> **TEXT EXCERPT**
Antonio Guillermo Martínez Largo

Antonio Guillermo Martínez Largo

Last updated on 21 November 2018

Antonio G. Martinez is CEO & Founder of LIBNOVA and is based in Madrid, Spain


How many times have you heard this question? When it comes to Digital Preservation though, there’s no such thing as “to do or not to do”. Having worked with and advised all kinds of organisations, from the largest to the most compact, we’ve learnt that almost anything can be considered digital preservation. This means that “Do you DP?” is a hugely misleading question. A question that only allows for binary answers – a yes or a no, a 0 or a 1 – and makes the reply totally irrelevant to the truth. Understanding this key concept is essential for organisations to be able to move forward.

> **SHORT EXERCISE 1**
Answer these questions from the digital preservation excerpt.
(a) In which city and country is Antonio G. Martinez based?
(b) On what date was the page last updated?
(c) Which question does the excerpt call hugely misleading?

> **MATERIAL SHOWN**
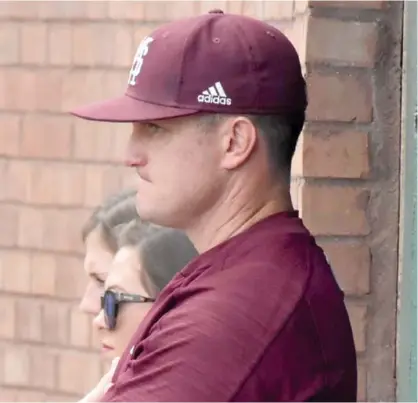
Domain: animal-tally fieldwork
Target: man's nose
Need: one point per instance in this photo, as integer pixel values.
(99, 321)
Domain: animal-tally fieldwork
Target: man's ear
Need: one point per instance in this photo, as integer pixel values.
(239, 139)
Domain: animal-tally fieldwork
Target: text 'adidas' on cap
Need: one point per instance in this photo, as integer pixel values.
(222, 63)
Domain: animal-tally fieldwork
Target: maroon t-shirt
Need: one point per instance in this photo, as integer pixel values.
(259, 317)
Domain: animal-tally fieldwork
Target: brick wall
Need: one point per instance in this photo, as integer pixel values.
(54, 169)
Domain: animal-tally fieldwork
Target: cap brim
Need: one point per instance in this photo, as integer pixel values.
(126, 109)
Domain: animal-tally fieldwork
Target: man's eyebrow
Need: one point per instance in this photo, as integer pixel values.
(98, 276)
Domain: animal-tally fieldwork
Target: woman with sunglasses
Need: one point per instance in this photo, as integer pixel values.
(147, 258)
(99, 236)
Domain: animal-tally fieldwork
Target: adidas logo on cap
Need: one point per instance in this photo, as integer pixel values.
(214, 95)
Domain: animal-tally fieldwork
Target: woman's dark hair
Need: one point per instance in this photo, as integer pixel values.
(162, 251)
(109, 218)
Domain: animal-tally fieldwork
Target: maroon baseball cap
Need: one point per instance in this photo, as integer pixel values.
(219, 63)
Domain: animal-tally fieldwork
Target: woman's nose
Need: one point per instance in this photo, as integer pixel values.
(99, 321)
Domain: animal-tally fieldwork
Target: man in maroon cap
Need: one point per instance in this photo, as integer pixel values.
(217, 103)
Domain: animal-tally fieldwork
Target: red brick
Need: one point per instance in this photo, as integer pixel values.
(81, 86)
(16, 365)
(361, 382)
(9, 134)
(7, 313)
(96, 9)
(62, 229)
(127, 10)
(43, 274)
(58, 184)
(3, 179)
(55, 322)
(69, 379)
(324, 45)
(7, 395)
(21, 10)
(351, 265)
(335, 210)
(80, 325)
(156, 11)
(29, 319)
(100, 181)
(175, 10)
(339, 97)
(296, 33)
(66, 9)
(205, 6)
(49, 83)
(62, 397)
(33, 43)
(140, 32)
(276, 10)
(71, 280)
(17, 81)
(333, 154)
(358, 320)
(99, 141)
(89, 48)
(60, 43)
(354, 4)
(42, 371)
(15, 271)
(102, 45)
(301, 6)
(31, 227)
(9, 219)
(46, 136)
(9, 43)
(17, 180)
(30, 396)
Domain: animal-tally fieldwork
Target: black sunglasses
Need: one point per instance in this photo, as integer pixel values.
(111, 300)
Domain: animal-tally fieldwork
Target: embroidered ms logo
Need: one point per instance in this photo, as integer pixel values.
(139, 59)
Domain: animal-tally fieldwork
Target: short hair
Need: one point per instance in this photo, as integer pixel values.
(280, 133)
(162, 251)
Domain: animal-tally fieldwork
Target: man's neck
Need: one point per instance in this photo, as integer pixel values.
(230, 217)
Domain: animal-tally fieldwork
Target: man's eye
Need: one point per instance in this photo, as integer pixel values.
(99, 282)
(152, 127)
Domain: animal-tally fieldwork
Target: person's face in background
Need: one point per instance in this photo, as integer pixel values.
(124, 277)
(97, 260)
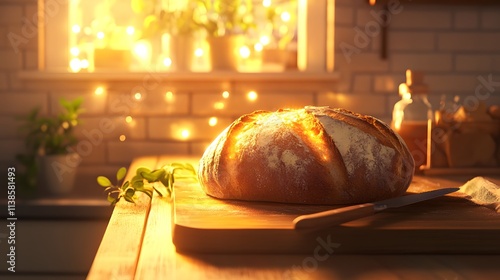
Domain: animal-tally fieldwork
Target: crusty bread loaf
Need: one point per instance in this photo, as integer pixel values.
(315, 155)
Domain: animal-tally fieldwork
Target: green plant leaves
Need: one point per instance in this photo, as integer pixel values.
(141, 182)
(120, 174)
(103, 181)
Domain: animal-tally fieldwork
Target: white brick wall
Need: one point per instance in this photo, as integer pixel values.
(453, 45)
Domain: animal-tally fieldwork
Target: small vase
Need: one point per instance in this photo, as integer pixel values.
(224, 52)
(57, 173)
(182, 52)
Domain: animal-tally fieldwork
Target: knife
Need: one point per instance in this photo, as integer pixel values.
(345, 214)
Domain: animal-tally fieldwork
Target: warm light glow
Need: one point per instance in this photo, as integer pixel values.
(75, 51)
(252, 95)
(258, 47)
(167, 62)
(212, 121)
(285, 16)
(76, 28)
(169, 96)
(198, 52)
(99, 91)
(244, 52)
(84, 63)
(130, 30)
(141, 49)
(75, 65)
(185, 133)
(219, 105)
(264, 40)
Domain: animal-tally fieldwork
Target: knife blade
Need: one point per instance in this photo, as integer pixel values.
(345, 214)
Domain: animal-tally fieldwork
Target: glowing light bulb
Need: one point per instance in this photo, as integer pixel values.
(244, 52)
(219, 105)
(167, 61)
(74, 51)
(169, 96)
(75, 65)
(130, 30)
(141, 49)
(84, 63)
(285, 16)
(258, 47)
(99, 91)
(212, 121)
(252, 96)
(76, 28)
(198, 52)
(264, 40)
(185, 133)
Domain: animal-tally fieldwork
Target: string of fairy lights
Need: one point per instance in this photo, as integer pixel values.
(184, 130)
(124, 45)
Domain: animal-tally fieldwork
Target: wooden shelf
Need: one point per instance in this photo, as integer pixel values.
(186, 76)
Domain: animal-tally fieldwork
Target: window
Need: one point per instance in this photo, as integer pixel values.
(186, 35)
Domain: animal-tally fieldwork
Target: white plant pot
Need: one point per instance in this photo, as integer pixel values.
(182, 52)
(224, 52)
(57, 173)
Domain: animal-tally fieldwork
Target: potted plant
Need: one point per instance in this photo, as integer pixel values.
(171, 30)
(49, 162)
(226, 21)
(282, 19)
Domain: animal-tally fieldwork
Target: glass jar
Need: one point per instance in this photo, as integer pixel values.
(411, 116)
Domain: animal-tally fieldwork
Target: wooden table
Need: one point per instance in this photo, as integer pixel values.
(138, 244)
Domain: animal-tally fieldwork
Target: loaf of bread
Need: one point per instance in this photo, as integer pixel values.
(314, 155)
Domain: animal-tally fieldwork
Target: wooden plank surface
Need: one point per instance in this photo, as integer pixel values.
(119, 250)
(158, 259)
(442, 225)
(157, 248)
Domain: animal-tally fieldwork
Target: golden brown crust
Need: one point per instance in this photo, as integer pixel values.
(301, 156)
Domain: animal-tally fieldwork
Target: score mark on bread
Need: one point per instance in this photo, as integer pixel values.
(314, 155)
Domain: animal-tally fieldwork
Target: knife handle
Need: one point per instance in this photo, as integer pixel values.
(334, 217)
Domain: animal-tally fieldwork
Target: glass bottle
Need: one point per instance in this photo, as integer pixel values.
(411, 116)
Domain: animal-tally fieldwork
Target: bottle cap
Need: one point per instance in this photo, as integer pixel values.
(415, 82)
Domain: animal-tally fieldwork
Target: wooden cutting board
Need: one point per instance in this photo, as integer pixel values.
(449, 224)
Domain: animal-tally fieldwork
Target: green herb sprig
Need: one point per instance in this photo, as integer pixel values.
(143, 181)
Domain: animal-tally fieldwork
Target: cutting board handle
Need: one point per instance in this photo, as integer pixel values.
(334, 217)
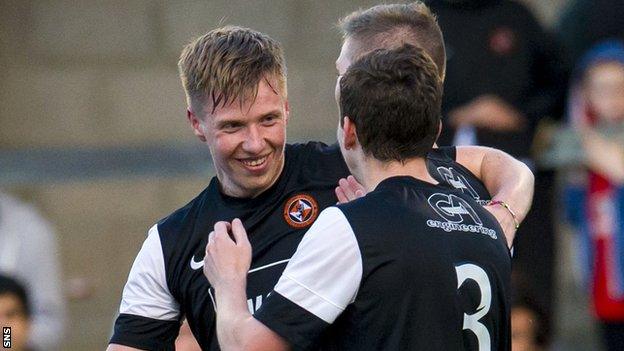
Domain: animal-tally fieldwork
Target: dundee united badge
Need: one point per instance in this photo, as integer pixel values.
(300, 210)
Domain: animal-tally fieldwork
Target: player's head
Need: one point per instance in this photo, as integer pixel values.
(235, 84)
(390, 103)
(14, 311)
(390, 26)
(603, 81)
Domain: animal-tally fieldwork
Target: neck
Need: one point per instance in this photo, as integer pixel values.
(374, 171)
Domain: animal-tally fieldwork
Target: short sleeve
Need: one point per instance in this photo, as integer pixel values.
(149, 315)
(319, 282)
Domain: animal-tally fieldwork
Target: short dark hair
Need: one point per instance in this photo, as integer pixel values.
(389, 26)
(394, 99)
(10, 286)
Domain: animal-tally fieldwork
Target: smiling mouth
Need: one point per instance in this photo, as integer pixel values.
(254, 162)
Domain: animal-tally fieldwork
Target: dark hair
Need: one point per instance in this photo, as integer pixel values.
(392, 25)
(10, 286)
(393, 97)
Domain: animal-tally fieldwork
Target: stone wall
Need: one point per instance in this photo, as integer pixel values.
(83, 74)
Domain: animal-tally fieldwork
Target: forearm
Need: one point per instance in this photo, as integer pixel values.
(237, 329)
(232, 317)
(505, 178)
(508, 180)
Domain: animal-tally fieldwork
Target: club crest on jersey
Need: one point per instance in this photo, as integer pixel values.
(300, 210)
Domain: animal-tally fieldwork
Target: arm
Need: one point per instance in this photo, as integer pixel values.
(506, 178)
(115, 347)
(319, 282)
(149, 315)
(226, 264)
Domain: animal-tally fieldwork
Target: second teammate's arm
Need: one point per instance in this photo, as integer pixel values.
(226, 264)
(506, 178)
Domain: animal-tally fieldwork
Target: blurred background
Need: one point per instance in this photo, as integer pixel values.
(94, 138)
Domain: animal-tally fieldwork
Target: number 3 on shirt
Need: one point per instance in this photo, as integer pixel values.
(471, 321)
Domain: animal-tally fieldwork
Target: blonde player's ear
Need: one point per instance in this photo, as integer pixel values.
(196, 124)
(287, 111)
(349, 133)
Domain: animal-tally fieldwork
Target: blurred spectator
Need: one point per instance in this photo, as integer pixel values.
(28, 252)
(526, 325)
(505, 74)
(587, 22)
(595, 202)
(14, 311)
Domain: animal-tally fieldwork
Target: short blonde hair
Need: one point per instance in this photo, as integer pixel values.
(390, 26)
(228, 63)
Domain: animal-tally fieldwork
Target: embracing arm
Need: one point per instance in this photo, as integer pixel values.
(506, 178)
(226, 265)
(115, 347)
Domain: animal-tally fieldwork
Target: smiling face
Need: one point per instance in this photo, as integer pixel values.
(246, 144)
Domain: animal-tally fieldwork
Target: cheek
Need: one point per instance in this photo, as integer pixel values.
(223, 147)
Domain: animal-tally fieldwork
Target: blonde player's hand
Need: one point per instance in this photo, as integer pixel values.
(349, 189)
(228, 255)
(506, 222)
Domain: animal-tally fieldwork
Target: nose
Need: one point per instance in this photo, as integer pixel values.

> **SHORT EXERCISE 2**
How many lines of the records contain the word "dark"? Give only the number.

> **COMPLETE RESPONSE 1**
(a) Madrid, Spain
(b) 21 November 2018
(c) "Do you DP?"

> **COMPLETE RESPONSE 2**
3